==== Raw data

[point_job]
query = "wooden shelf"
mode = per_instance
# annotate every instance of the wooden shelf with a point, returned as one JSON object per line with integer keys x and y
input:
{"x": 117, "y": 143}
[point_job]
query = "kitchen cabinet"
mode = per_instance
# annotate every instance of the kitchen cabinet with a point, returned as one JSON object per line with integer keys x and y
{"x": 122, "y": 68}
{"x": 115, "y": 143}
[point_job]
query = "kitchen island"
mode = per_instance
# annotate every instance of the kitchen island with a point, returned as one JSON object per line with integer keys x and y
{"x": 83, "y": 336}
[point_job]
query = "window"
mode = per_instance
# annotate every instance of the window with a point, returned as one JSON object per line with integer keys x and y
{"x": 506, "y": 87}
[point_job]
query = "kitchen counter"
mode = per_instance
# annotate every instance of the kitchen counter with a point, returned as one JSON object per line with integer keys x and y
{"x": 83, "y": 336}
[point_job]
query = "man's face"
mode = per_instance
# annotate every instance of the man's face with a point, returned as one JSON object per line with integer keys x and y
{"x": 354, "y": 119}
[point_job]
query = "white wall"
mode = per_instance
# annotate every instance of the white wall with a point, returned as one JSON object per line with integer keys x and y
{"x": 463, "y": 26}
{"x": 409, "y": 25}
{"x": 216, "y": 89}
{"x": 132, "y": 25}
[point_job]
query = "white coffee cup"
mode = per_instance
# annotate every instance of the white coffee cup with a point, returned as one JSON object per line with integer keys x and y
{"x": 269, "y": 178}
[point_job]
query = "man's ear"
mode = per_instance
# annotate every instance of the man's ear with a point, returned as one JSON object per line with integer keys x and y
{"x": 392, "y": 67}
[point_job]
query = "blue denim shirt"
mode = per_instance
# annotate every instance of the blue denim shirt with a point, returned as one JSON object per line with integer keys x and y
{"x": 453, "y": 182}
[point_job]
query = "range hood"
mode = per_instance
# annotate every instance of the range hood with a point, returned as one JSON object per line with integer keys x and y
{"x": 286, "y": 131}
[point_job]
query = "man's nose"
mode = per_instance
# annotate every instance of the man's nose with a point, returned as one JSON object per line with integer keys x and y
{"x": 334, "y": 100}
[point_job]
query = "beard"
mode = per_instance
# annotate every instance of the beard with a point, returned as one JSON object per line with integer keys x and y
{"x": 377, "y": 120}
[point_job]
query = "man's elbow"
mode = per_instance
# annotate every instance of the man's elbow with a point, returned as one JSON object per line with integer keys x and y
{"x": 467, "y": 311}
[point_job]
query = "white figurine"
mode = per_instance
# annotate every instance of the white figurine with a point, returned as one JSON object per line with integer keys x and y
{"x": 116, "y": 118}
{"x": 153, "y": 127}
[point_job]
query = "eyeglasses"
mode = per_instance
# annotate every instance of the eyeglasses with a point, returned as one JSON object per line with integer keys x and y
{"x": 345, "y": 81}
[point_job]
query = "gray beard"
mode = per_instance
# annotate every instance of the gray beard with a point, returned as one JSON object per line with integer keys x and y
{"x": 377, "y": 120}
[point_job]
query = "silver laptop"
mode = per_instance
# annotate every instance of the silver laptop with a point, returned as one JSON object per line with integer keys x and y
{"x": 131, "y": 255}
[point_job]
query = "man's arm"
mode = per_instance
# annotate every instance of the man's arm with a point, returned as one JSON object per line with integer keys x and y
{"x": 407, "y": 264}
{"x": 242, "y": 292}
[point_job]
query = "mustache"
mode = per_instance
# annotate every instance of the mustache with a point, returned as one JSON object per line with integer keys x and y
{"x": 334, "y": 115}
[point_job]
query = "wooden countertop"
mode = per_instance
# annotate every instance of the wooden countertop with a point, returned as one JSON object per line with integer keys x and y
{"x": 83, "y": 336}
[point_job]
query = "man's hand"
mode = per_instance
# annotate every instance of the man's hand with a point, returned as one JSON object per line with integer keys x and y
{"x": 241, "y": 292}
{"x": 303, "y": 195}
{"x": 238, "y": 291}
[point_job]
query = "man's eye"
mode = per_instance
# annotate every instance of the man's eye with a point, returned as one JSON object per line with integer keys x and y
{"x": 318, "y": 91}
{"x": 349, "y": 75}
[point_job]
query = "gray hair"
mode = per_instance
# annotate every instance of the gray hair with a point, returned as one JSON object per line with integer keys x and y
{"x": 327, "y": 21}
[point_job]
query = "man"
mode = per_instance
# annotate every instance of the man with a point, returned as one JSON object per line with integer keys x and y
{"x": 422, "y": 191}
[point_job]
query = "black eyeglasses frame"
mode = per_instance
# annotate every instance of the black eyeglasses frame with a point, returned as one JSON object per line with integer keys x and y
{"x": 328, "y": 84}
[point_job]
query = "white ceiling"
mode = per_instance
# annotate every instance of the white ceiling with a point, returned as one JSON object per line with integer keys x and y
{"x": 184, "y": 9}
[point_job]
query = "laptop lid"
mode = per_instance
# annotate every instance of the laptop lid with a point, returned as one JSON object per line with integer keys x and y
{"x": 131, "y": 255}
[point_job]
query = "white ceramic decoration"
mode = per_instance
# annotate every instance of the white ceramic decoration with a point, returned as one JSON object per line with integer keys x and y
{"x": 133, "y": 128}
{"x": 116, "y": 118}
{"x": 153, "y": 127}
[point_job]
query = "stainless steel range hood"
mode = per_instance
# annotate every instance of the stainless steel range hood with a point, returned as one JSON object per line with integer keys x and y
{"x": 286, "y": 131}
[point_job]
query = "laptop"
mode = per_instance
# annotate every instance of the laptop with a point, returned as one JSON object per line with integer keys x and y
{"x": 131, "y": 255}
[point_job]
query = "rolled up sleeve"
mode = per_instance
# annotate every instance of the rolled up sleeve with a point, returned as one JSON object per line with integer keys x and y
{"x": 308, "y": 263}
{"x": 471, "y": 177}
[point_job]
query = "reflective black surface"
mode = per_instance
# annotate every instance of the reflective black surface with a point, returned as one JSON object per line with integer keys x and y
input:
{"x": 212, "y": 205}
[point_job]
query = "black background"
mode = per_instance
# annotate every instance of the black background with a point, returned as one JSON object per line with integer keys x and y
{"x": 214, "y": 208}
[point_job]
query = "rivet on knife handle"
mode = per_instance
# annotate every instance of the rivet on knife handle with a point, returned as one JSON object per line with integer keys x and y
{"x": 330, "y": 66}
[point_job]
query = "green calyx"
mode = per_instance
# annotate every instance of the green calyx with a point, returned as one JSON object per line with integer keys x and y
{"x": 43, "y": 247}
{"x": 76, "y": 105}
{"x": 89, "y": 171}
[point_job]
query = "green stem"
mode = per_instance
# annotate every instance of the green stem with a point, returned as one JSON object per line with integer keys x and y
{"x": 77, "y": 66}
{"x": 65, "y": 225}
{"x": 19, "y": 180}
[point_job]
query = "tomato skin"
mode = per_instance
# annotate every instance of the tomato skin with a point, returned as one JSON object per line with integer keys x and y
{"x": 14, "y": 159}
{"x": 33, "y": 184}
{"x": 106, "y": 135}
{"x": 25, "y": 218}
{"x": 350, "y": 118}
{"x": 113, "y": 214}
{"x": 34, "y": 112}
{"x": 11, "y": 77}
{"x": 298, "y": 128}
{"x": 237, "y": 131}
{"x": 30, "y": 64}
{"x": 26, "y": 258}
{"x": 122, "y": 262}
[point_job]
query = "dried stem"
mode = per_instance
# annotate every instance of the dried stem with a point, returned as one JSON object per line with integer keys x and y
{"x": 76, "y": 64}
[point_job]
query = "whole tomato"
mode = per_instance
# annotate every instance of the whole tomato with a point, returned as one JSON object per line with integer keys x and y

========

■ **Task goal**
Transcribe every entry word for word.

■ **Problem solution**
[point_job]
query = "wooden shelf"
mode = per_instance
# annotate every instance of the wooden shelf with a point, returned as one JSON object per line with integer keys x and y
input:
{"x": 117, "y": 143}
[point_job]
query = "kitchen cabinet"
mode = per_instance
# annotate every instance of the kitchen cabinet with a point, returned as one JSON object per line with integer keys x and y
{"x": 122, "y": 68}
{"x": 115, "y": 143}
[point_job]
query = "kitchen island"
mode = per_instance
# annotate every instance of the kitchen island with a point, returned as one JSON object per line with integer keys x and y
{"x": 83, "y": 336}
[point_job]
query = "window"
mode = per_instance
# annotate every instance of the window with a point, returned as one JSON object per line with integer keys x and y
{"x": 506, "y": 87}
[point_job]
query = "kitchen counter"
mode = per_instance
# annotate every instance of the kitchen counter with a point, returned as one JSON object per line with integer keys x and y
{"x": 83, "y": 336}
[point_job]
query = "man's face"
mode = per_instance
# annotate every instance of the man's face with a point, returned as one JSON object per line with integer keys x and y
{"x": 354, "y": 119}
[point_job]
query = "white wall"
mode = per_instance
# annotate every instance of the white wall with a point, returned as one JSON object per line with integer keys x and y
{"x": 463, "y": 26}
{"x": 409, "y": 25}
{"x": 216, "y": 89}
{"x": 132, "y": 25}
[point_job]
query = "white coffee cup"
mode = per_instance
# annotate every instance of the white coffee cup with a point, returned as one JSON object per line with integer keys x and y
{"x": 269, "y": 178}
[point_job]
query = "man's ear"
mode = per_instance
# annotate every instance of the man's ear with a point, returned as one JSON object per line with integer keys x and y
{"x": 392, "y": 67}
[point_job]
query = "blue denim shirt"
mode = per_instance
# annotate every instance of the blue denim shirt with a point, returned as one JSON object per line with integer keys x and y
{"x": 453, "y": 182}
[point_job]
query = "range hood"
mode = per_instance
# annotate every instance of the range hood with a point, returned as one JSON object per line with integer keys x and y
{"x": 286, "y": 131}
[point_job]
query = "man's nose"
mode = per_instance
# annotate every instance of the man's nose with a point, returned as one JSON object per line with integer keys x and y
{"x": 334, "y": 100}
[point_job]
query = "beard"
mode = per_instance
# annotate every instance of the beard with a point, returned as one JSON object per line with integer keys x and y
{"x": 377, "y": 120}
[point_job]
query = "man's elbow"
mode = per_instance
# annotate every instance of the man's elbow with a point, returned as one JSON object per line with integer keys x and y
{"x": 467, "y": 311}
[point_job]
query = "white figurine"
mode = per_instance
# annotate every instance of the white figurine with a point, returned as one JSON object per line with integer keys x and y
{"x": 116, "y": 118}
{"x": 153, "y": 127}
[point_job]
query = "eyeglasses"
mode = per_instance
# annotate every instance of the eyeglasses with a point, returned as one JSON object per line with integer keys x and y
{"x": 345, "y": 81}
[point_job]
query = "gray beard"
mode = per_instance
# annotate every instance of the gray beard with a point, returned as one JSON object per line with integer keys x and y
{"x": 377, "y": 120}
[point_job]
query = "silver laptop"
mode = per_instance
# annotate every instance of the silver laptop with a point, returned as one JSON object per line with integer keys x and y
{"x": 131, "y": 255}
[point_job]
query = "man's arm"
mode = per_instance
# annotate every instance of the man's arm with a point, returned as one JSON object per line with integer keys x and y
{"x": 407, "y": 264}
{"x": 242, "y": 292}
[point_job]
query = "mustache"
mode = per_instance
# annotate every instance of the mustache with a point, returned as one JSON object per line with integer keys x and y
{"x": 334, "y": 115}
[point_job]
query = "wooden countertop"
mode = per_instance
# annotate every instance of the wooden countertop with a point, returned as one JSON object per line with integer keys x and y
{"x": 83, "y": 336}
[point_job]
query = "man's hand"
mode = per_instance
# annotate every instance of the man's hand with a point, returned as one JSON object per line with integer keys x and y
{"x": 241, "y": 292}
{"x": 303, "y": 195}
{"x": 238, "y": 291}
[point_job]
query = "man's eye"
mode = per_instance
# annotate every instance of the man's eye with a point, returned as one JSON object per line with integer keys x and y
{"x": 318, "y": 91}
{"x": 349, "y": 75}
[point_job]
query = "gray hair"
mode = per_instance
# annotate every instance of the gray hair with a point, returned as one JSON object per line with integer keys x and y
{"x": 327, "y": 21}
[point_job]
query = "man"
mode = per_instance
# annotate every instance of the man with a point, returned as one JSON object per line with integer keys x and y
{"x": 422, "y": 191}
[point_job]
query = "black eyeglasses frame"
mode = per_instance
# annotate every instance of the black eyeglasses frame with a point, returned as one JSON object per line with integer keys x and y
{"x": 328, "y": 84}
[point_job]
query = "white ceiling"
mode = per_instance
# annotate every instance of the white ceiling with a point, returned as one JSON object per line with integer keys x and y
{"x": 184, "y": 9}
[point_job]
query = "laptop lid"
mode = per_instance
# annotate every instance of the laptop lid with a point, returned as one JSON object per line with integer keys x and y
{"x": 131, "y": 255}
[point_job]
query = "white ceramic decoration"
mode = per_instance
# annotate every instance of the white ceramic decoration with a point, returned as one JSON object per line with integer keys x and y
{"x": 133, "y": 128}
{"x": 116, "y": 118}
{"x": 153, "y": 127}
[point_job]
query = "stainless steel range hood"
mode = per_instance
# annotate every instance of the stainless steel range hood with a point, returned as one JSON object per line with integer keys x and y
{"x": 286, "y": 131}
[point_job]
query = "laptop"
mode = per_instance
# annotate every instance of the laptop with a point, returned as one JSON object per line with integer keys x and y
{"x": 131, "y": 255}
[point_job]
query = "rolled up sleeve"
mode = per_instance
# annotate every instance of the rolled up sleeve with a point, returned as one JSON object per line with integer keys x and y
{"x": 308, "y": 263}
{"x": 471, "y": 177}
[point_job]
query = "reflective black surface"
mode = per_instance
# annotate every instance of the reflective black surface with a point, returned as one JSON object per line with integer keys x and y
input:
{"x": 212, "y": 205}
[point_job]
query = "black background"
mode = per_instance
# annotate every instance of the black background with a point, returned as one JSON object per line with integer keys x and y
{"x": 214, "y": 208}
[point_job]
query = "rivet on knife handle"
mode = per_instance
# annotate every instance of the rivet on knife handle with a point, returned as one JSON object per line with integer keys x and y
{"x": 330, "y": 66}
[point_job]
query = "green calyx"
mode = per_instance
# annotate every instance of the green calyx with a point, returned as one JSON object per line with integer keys x and y
{"x": 43, "y": 247}
{"x": 76, "y": 105}
{"x": 89, "y": 171}
[point_job]
query = "green stem"
mode = per_instance
# annotate every instance of the green stem with a point, returned as one JSON object per line with integer keys x and y
{"x": 77, "y": 66}
{"x": 65, "y": 225}
{"x": 19, "y": 180}
[point_job]
query = "tomato skin"
mode = per_instance
# annotate every instance of the tomato skin with a point, returned as one JSON object per line with integer keys x and y
{"x": 14, "y": 159}
{"x": 33, "y": 184}
{"x": 106, "y": 135}
{"x": 25, "y": 218}
{"x": 350, "y": 118}
{"x": 113, "y": 214}
{"x": 34, "y": 112}
{"x": 11, "y": 77}
{"x": 298, "y": 128}
{"x": 237, "y": 131}
{"x": 30, "y": 64}
{"x": 26, "y": 258}
{"x": 122, "y": 262}
[point_job]
query = "dried stem"
mode = per_instance
# annotate every instance of the dried stem with a point, returned as one JSON object per line with integer keys x and y
{"x": 76, "y": 64}
[point_job]
query = "whole tomato"
mode = per_instance
# annotate every instance of the whole tomato with a point, returned as one JSON object per line with integer keys x and y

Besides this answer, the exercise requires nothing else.